Exercise brief
How many lines in the data below contain the string "bouquet" with matching case? Reply with the number only.

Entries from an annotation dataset
● ● ● ● ●
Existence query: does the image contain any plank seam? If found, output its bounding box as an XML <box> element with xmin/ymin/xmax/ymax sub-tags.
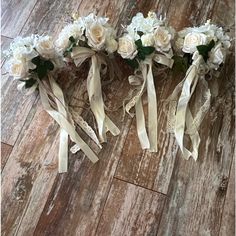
<box><xmin>113</xmin><ymin>176</ymin><xmax>167</xmax><ymax>196</ymax></box>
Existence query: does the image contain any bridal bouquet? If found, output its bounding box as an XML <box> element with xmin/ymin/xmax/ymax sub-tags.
<box><xmin>6</xmin><ymin>35</ymin><xmax>98</xmax><ymax>172</ymax></box>
<box><xmin>170</xmin><ymin>21</ymin><xmax>230</xmax><ymax>160</ymax></box>
<box><xmin>56</xmin><ymin>13</ymin><xmax>119</xmax><ymax>151</ymax></box>
<box><xmin>117</xmin><ymin>12</ymin><xmax>174</xmax><ymax>152</ymax></box>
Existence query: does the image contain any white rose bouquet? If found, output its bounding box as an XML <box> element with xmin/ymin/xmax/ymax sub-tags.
<box><xmin>56</xmin><ymin>13</ymin><xmax>119</xmax><ymax>148</ymax></box>
<box><xmin>6</xmin><ymin>35</ymin><xmax>98</xmax><ymax>173</ymax></box>
<box><xmin>117</xmin><ymin>12</ymin><xmax>174</xmax><ymax>152</ymax></box>
<box><xmin>169</xmin><ymin>21</ymin><xmax>230</xmax><ymax>160</ymax></box>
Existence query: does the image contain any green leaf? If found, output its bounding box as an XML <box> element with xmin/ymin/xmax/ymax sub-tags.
<box><xmin>137</xmin><ymin>31</ymin><xmax>144</xmax><ymax>37</ymax></box>
<box><xmin>197</xmin><ymin>40</ymin><xmax>215</xmax><ymax>62</ymax></box>
<box><xmin>125</xmin><ymin>58</ymin><xmax>139</xmax><ymax>69</ymax></box>
<box><xmin>69</xmin><ymin>36</ymin><xmax>75</xmax><ymax>43</ymax></box>
<box><xmin>140</xmin><ymin>46</ymin><xmax>155</xmax><ymax>56</ymax></box>
<box><xmin>20</xmin><ymin>78</ymin><xmax>36</xmax><ymax>88</ymax></box>
<box><xmin>135</xmin><ymin>39</ymin><xmax>142</xmax><ymax>48</ymax></box>
<box><xmin>44</xmin><ymin>60</ymin><xmax>54</xmax><ymax>70</ymax></box>
<box><xmin>31</xmin><ymin>56</ymin><xmax>41</xmax><ymax>66</ymax></box>
<box><xmin>36</xmin><ymin>65</ymin><xmax>48</xmax><ymax>79</ymax></box>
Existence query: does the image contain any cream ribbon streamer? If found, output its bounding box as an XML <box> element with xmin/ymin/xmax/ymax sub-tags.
<box><xmin>38</xmin><ymin>76</ymin><xmax>98</xmax><ymax>173</ymax></box>
<box><xmin>71</xmin><ymin>47</ymin><xmax>120</xmax><ymax>142</ymax></box>
<box><xmin>171</xmin><ymin>55</ymin><xmax>210</xmax><ymax>161</ymax></box>
<box><xmin>125</xmin><ymin>54</ymin><xmax>173</xmax><ymax>152</ymax></box>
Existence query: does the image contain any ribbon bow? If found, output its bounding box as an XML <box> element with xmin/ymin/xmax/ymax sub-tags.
<box><xmin>38</xmin><ymin>75</ymin><xmax>101</xmax><ymax>173</ymax></box>
<box><xmin>125</xmin><ymin>54</ymin><xmax>173</xmax><ymax>152</ymax></box>
<box><xmin>71</xmin><ymin>47</ymin><xmax>120</xmax><ymax>142</ymax></box>
<box><xmin>168</xmin><ymin>55</ymin><xmax>211</xmax><ymax>161</ymax></box>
● ● ● ● ●
Answer to this problem
2